WORK INSTRUCTION A:
Please say whether each statement below agrees with the Site C article, answering yes or no and quoting the words of the article that decide it: (i) The Site C Dam's estimated cost is $7.9 billion and rising. (ii) Canada's obligations to the Dane-zaa come from a treaty made in 1912. (iii) The Joint Review Panel found that most of the dam's adverse effects could be mitigated.
WORK INSTRUCTION B:
Rewrite the Site C article starting with "While in Ottawa, First" and going on through "from decaying vegetation?", swapping "moose" for "caribou".

PROVIDED PASSAGE:
══════════

Photo: Site C proposal puts treaty commitments to the test

(Credit: Gerry via Flickr)

By David Suzuki with contributions from David Suzuki Foundation Ontario and Northern Canada Director-General Faisal Moola.

B.C. First Nations chiefs recently travelled to Ottawa to urge the federal government to pull the plug on the costliest infrastructure project in the country. At an estimated $7.9 billion and growing, the proposed Site C Dam on the beautiful Peace River in northeastern B.C. has been criticized for spiralling costs, questions about whether the electricity it would produce is even needed, and concerns about the environmental and social impacts of flooding thousands of hectares of prime farmland, irreplaceable cultural sites and wildlife habitat. The government is expected to make a decision in October.

Subscribe to Science Matters

While in Ottawa, First Nations leaders also reminded politicians that the Peace River Valley is the traditional territory of the Dane-zaa, and Canada has clear obligations to them under the 1899 Treaty 8. Years of case law, as well as the recent Supreme Court of Canada Tsilhqot'in decision, confirm that First Nations must have a say on industrial development on their lands.

If built, Site C would violate First Nations' rights under Treaty 8, rendering them irrelevant to the point of mockery. Treaty 8 guarantees First Nations the right to hunt and fish "for as long as the sun shines, the rivers flow and the grass grows." But are treaty promises even worth the paper they're written on when hunting grounds will be drowned under water, moose populations decimated and fish contaminated with toxic methyl mercury from decaying vegetation?

Site C would also obliterate hundreds of graves and ceremonial sites, and so hinder cultural and traditional practices. Hunting, fishing, collecting medicinal plants and visiting sacred sites are activities by which First Nations maintain their cultural and spiritual identity and connection to the land. How long will Treaty 8 First Nations be able to sustain a vibrant, living culture when the dam devastates their land and communities?

These questions are not hypothetical. A Joint Review Panel, convened by the federal and B.C. governments, concluded Site C would significantly harm Treaty 8 First Nations. The panel found the dam would have "significant adverse effects" on fishing, hunting and trapping, and on other traditional land uses — and not just in B.C., but downstream where the Peace River enters Alberta. According to the panel, most of these adverse effects would be impossible to mitigate.

In standing up for the Peace Valley and saying "no" to the Site C Dam, Treaty 8 First Nations' leaders are acting not only on their own behalf, but also for other Canadians, including local farming communities with which they have co-existed for generations. Together, these rural communities are reminding the government and the rest of us that the Peace Valley offers immense bounty and natural wealth through fishing, hunting and potential for food production, and is too valuable to be sacrificed for industrial development. A recent study by David Suzuki Foundation economists also found that, each year, the Peace River Valley and surrounding areas provide billions of dollars in beneficial ecological services like pollination, water filtration and flood control.

══════════

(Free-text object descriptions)

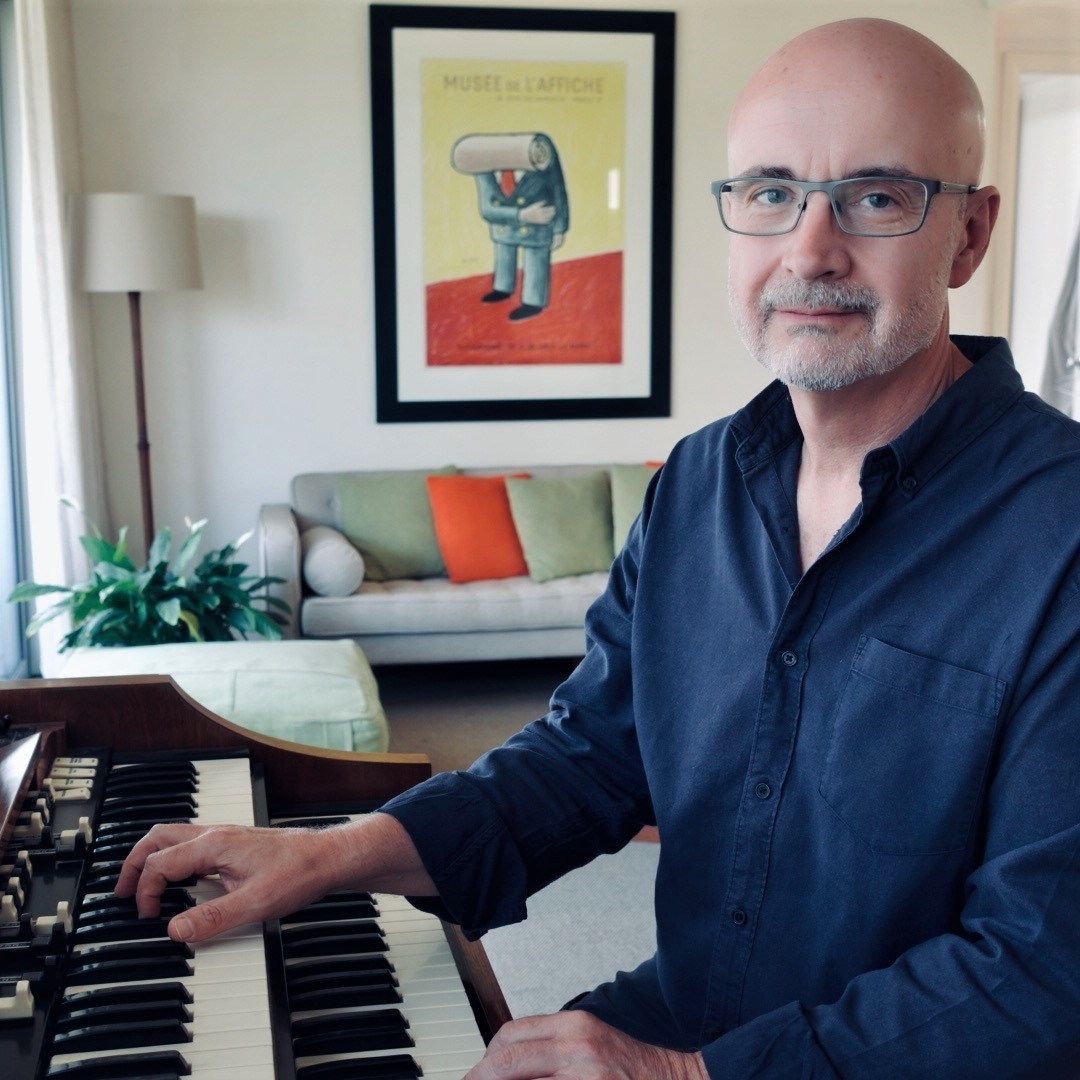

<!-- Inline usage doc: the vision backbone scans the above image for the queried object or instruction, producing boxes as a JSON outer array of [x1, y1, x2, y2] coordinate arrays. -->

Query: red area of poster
[[424, 252, 622, 367]]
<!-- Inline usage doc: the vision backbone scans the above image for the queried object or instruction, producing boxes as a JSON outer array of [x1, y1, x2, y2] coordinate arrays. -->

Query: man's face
[[728, 71, 962, 390]]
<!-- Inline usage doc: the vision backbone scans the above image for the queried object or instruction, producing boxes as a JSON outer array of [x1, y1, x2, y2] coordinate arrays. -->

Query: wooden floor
[[375, 660, 577, 772]]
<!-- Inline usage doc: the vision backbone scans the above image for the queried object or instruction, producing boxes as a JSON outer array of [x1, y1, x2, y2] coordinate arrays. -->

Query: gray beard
[[731, 280, 941, 390]]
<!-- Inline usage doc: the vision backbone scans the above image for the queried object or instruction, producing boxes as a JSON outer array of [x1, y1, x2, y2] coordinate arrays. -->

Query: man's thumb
[[168, 893, 249, 942]]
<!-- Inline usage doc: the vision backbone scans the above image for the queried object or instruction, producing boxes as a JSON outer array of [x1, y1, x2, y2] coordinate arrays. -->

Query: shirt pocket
[[819, 637, 1004, 855]]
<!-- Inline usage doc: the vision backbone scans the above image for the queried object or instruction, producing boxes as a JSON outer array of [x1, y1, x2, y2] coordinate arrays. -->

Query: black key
[[94, 813, 191, 843], [53, 1021, 191, 1054], [109, 758, 199, 777], [292, 1009, 415, 1057], [102, 792, 199, 821], [88, 840, 137, 863], [86, 852, 199, 892], [285, 967, 397, 998], [281, 919, 384, 943], [56, 1001, 192, 1031], [296, 1054, 423, 1080], [79, 890, 194, 923], [68, 957, 194, 986], [75, 916, 168, 945], [282, 931, 387, 960], [46, 1050, 191, 1080], [281, 897, 379, 923], [97, 796, 195, 831], [105, 777, 199, 799], [288, 981, 403, 1012], [79, 886, 195, 918], [68, 937, 194, 971], [285, 956, 394, 980], [63, 983, 193, 1009]]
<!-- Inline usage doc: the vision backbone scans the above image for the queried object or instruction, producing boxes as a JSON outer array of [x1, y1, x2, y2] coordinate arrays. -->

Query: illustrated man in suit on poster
[[450, 133, 570, 322]]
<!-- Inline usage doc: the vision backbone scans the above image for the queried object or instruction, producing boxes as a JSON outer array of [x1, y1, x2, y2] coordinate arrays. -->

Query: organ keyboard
[[0, 676, 509, 1080]]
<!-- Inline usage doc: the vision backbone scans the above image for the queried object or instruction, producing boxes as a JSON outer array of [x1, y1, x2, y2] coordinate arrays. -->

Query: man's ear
[[948, 187, 1001, 288]]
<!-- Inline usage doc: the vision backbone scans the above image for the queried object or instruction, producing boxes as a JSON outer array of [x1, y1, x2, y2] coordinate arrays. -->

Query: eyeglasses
[[712, 176, 978, 237]]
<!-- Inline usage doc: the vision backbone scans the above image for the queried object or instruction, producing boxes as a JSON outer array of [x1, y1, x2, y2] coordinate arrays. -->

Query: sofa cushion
[[507, 472, 615, 581], [300, 525, 364, 596], [428, 473, 529, 584], [338, 465, 457, 581], [611, 461, 660, 552], [62, 640, 390, 753], [301, 572, 607, 637]]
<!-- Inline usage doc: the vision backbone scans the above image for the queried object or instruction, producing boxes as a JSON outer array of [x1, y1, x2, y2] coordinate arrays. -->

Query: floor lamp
[[73, 192, 202, 551]]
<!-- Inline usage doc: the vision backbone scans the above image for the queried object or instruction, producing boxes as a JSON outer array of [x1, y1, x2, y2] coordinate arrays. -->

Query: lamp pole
[[127, 292, 154, 551], [73, 191, 202, 551]]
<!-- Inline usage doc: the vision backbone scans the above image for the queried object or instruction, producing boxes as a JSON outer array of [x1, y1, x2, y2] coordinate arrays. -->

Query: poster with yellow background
[[417, 58, 626, 366]]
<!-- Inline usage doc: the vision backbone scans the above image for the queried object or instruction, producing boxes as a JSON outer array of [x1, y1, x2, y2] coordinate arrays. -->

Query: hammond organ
[[0, 676, 509, 1080]]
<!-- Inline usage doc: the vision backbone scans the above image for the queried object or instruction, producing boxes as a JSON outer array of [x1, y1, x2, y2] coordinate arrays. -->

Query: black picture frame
[[369, 3, 675, 423]]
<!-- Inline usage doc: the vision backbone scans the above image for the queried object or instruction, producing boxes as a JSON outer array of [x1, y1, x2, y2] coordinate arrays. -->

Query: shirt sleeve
[[703, 586, 1080, 1080], [382, 505, 656, 939]]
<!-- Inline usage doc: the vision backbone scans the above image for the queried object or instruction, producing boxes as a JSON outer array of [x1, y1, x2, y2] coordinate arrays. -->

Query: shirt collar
[[731, 335, 1024, 497]]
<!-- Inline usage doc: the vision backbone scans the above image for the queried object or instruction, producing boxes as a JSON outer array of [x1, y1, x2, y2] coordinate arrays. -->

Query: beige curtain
[[1041, 198, 1080, 416], [15, 0, 110, 674]]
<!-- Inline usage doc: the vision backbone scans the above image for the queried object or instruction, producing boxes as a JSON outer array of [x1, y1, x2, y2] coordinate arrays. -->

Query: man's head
[[728, 19, 997, 390]]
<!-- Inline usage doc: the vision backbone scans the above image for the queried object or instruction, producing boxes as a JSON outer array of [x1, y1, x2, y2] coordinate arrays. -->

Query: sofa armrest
[[256, 503, 302, 637]]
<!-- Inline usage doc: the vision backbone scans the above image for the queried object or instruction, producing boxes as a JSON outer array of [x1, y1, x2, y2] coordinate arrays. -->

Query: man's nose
[[784, 191, 851, 281]]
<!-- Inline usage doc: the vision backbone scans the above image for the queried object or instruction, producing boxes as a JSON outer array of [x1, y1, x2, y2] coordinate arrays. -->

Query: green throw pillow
[[338, 465, 458, 581], [507, 472, 613, 581], [611, 465, 660, 552]]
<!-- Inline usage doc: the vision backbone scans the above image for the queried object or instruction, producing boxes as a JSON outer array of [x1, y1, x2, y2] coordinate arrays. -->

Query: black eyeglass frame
[[710, 176, 978, 240]]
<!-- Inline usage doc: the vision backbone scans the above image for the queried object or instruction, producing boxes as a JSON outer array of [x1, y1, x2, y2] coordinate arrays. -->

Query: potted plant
[[8, 500, 289, 652]]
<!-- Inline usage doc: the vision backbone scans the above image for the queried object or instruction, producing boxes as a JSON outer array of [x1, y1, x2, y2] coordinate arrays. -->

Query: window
[[0, 2, 27, 678]]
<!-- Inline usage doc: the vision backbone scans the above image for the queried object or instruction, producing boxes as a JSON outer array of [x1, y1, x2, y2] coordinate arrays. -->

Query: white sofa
[[257, 464, 636, 664]]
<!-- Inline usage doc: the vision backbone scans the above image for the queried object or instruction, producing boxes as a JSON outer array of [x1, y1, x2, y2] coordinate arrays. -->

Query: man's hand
[[517, 202, 555, 225], [116, 825, 330, 941], [465, 1010, 707, 1080], [116, 813, 436, 941]]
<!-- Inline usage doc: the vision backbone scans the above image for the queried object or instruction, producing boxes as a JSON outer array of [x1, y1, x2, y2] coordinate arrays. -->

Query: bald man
[[117, 19, 1080, 1080]]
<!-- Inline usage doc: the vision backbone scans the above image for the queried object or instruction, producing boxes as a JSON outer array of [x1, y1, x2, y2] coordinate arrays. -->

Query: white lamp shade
[[72, 191, 202, 293]]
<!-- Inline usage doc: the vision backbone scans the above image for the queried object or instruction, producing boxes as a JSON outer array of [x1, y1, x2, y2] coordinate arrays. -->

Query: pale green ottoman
[[60, 640, 390, 754]]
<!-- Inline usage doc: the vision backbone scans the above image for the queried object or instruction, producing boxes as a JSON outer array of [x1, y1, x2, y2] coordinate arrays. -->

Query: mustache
[[758, 281, 881, 318]]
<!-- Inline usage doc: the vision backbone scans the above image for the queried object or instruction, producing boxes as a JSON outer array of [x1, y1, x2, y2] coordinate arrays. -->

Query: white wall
[[72, 0, 993, 556], [1012, 73, 1080, 399]]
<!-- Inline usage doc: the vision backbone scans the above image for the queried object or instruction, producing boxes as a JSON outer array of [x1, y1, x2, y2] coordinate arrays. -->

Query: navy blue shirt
[[388, 338, 1080, 1080]]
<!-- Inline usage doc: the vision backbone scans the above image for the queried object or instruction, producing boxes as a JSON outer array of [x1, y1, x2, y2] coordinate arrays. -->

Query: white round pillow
[[300, 525, 364, 596]]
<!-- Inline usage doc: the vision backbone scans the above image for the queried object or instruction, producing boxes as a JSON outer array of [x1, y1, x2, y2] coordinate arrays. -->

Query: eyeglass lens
[[719, 177, 927, 237]]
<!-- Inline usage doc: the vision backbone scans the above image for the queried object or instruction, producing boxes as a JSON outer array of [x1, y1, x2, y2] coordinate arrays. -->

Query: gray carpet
[[376, 660, 660, 1016], [483, 842, 660, 1016]]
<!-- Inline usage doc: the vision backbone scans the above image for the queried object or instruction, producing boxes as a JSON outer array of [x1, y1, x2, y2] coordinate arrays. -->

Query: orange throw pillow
[[428, 473, 529, 584]]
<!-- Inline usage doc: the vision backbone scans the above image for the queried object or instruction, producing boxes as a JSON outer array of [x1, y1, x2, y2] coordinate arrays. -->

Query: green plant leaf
[[178, 611, 203, 642], [94, 563, 135, 581], [153, 596, 180, 626], [173, 529, 202, 573]]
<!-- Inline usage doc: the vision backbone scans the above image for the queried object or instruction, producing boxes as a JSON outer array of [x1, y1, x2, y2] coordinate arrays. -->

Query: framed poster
[[370, 4, 675, 423]]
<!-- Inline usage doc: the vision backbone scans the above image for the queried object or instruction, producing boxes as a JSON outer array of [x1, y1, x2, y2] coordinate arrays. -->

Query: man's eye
[[752, 188, 792, 206], [860, 191, 896, 210]]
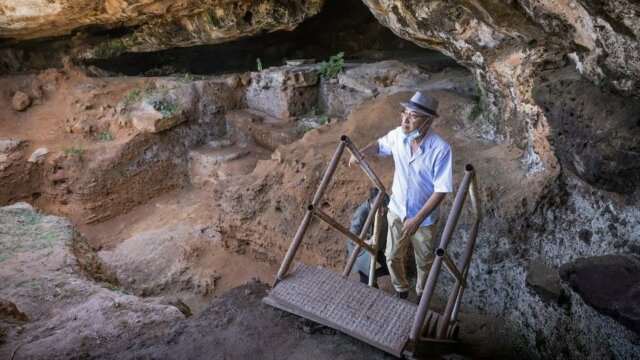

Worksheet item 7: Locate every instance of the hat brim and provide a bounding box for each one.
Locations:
[400,103,440,117]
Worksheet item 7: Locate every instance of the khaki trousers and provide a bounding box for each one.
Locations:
[385,211,437,295]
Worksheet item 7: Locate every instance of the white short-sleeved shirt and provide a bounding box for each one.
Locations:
[378,126,453,226]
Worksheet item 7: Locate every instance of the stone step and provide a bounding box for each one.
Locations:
[189,144,271,190]
[245,65,318,121]
[226,109,302,151]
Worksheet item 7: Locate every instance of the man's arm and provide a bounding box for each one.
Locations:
[349,140,380,166]
[402,192,447,235]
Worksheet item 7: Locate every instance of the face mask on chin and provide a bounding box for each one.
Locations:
[404,120,430,140]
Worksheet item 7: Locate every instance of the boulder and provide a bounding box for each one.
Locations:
[560,255,640,334]
[27,147,49,164]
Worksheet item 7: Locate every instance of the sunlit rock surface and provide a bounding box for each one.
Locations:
[0,0,324,57]
[364,0,640,192]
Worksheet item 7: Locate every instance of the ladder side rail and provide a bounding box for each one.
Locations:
[274,141,345,286]
[451,172,482,321]
[309,205,375,253]
[369,208,383,286]
[409,165,474,341]
[436,167,482,339]
[340,135,387,192]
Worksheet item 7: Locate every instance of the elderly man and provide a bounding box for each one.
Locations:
[349,92,452,299]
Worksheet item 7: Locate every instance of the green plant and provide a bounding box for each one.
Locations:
[101,282,131,295]
[62,145,84,157]
[318,51,344,79]
[80,288,96,298]
[298,124,313,134]
[118,89,142,107]
[149,99,180,118]
[93,131,113,141]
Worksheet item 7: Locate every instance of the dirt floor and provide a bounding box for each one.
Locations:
[0,58,580,359]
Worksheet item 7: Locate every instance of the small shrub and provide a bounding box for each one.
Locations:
[149,99,180,118]
[298,124,313,134]
[316,114,329,125]
[93,131,113,141]
[118,89,142,107]
[119,114,133,127]
[62,146,84,157]
[318,51,344,79]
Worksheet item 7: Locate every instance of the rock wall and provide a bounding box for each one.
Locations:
[0,0,324,56]
[364,0,640,192]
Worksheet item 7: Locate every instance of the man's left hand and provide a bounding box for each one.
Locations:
[402,217,420,236]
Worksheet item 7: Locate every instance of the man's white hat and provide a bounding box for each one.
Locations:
[400,91,440,117]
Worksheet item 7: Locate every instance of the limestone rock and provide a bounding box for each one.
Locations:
[0,138,22,154]
[0,298,29,322]
[560,255,640,334]
[533,68,640,193]
[11,91,31,111]
[0,0,324,57]
[527,259,565,304]
[69,119,96,134]
[364,0,640,189]
[131,104,186,133]
[246,66,318,120]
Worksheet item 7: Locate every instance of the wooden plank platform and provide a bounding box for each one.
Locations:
[263,263,416,357]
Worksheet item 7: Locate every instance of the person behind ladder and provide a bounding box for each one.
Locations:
[347,187,389,287]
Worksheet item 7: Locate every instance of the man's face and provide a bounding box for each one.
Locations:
[400,109,431,134]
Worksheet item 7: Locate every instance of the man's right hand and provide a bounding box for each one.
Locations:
[349,154,358,167]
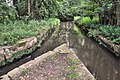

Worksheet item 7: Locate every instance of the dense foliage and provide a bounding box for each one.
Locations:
[0,18,59,45]
[0,0,16,22]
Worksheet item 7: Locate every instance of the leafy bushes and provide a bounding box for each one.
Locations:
[76,17,99,26]
[88,25,120,44]
[0,18,59,45]
[0,0,16,22]
[99,25,120,44]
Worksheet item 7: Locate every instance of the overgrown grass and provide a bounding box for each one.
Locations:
[75,17,120,44]
[74,16,99,25]
[0,18,60,45]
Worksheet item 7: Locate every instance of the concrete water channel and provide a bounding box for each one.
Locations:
[0,22,120,80]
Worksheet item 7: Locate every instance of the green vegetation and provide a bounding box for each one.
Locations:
[75,17,120,44]
[0,18,60,45]
[67,58,78,80]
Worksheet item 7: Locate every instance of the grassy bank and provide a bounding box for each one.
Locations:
[0,18,60,46]
[74,16,120,44]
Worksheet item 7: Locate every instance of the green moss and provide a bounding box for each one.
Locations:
[73,25,83,39]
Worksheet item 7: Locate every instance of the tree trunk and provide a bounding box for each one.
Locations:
[31,0,35,18]
[116,0,120,25]
[28,0,31,16]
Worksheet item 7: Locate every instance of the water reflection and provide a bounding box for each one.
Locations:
[69,31,120,80]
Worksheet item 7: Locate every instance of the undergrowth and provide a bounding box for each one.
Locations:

══════════

EXERCISE RESULT A:
(i) Yes: "At an estimated $7.9 billion and growing"
(ii) No: "Canada has clear obligations to them under the 1899 Treaty 8"
(iii) No: "According to the panel, most of these adverse effects would be impossible to mitigate."

EXERCISE RESULT B:
While in Ottawa, First Nations leaders also reminded politicians that the Peace River Valley is the traditional territory of the Dane-zaa, and Canada has clear obligations to them under the 1899 Treaty 8. Years of case law, as well as the recent Supreme Court of Canada Tsilhqot'in decision, confirm that First Nations must have a say on industrial development on their lands.

If built, Site C would violate First Nations' rights under Treaty 8, rendering them irrelevant to the point of mockery. Treaty 8 guarantees First Nations the right to hunt and fish "for as long as the sun shines, the rivers flow and the grass grows." But are treaty promises even worth the paper they're written on when hunting grounds will be drowned under water, caribou populations decimated and fish contaminated with toxic methyl mercury from decaying vegetation?